Point-per-instance localization data:

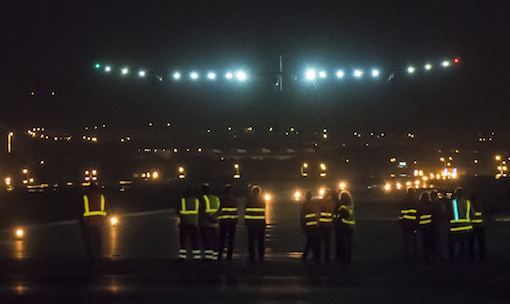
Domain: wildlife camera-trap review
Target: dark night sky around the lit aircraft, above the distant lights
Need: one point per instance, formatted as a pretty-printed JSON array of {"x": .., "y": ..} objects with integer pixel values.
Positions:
[{"x": 52, "y": 46}]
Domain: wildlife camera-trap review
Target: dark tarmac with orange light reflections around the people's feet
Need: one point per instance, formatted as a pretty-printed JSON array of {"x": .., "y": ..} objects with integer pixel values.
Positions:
[{"x": 139, "y": 265}]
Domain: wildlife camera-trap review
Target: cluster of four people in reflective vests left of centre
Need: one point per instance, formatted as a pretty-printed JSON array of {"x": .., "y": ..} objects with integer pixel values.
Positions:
[{"x": 208, "y": 223}]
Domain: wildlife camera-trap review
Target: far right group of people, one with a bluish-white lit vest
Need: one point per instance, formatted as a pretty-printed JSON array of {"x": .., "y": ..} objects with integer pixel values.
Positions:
[{"x": 446, "y": 228}]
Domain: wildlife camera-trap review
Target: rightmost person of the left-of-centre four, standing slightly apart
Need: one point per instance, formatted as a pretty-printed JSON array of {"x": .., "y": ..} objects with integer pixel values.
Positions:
[{"x": 255, "y": 221}]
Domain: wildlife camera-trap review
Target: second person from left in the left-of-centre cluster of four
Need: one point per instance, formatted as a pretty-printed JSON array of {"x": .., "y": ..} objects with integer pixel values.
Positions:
[{"x": 208, "y": 222}]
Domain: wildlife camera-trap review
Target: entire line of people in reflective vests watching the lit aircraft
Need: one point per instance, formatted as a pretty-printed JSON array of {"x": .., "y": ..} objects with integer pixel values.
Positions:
[{"x": 434, "y": 228}]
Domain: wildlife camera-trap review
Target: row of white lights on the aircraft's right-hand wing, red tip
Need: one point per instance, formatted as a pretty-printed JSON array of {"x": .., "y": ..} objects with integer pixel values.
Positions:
[{"x": 312, "y": 74}]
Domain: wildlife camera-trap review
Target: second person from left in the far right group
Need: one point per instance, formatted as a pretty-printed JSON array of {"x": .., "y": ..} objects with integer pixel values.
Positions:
[{"x": 425, "y": 226}]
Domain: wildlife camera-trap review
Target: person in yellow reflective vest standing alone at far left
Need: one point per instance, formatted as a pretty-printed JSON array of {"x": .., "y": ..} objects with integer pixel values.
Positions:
[{"x": 92, "y": 222}]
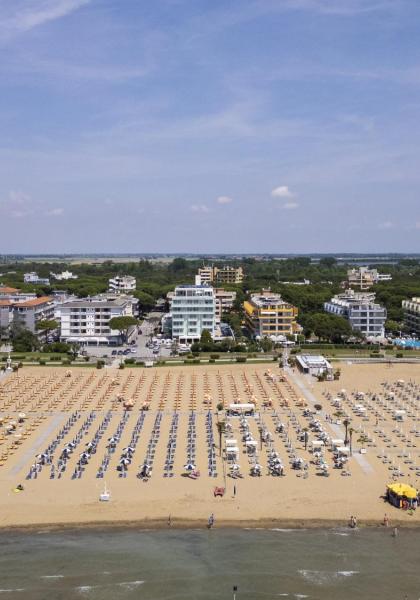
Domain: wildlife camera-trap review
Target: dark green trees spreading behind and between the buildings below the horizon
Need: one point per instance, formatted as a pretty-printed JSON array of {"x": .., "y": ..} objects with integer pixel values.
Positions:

ACTIVITY:
Within the entries above, how many lines contain "white"? Respond with the number only.

RESULT OF THE TASK:
2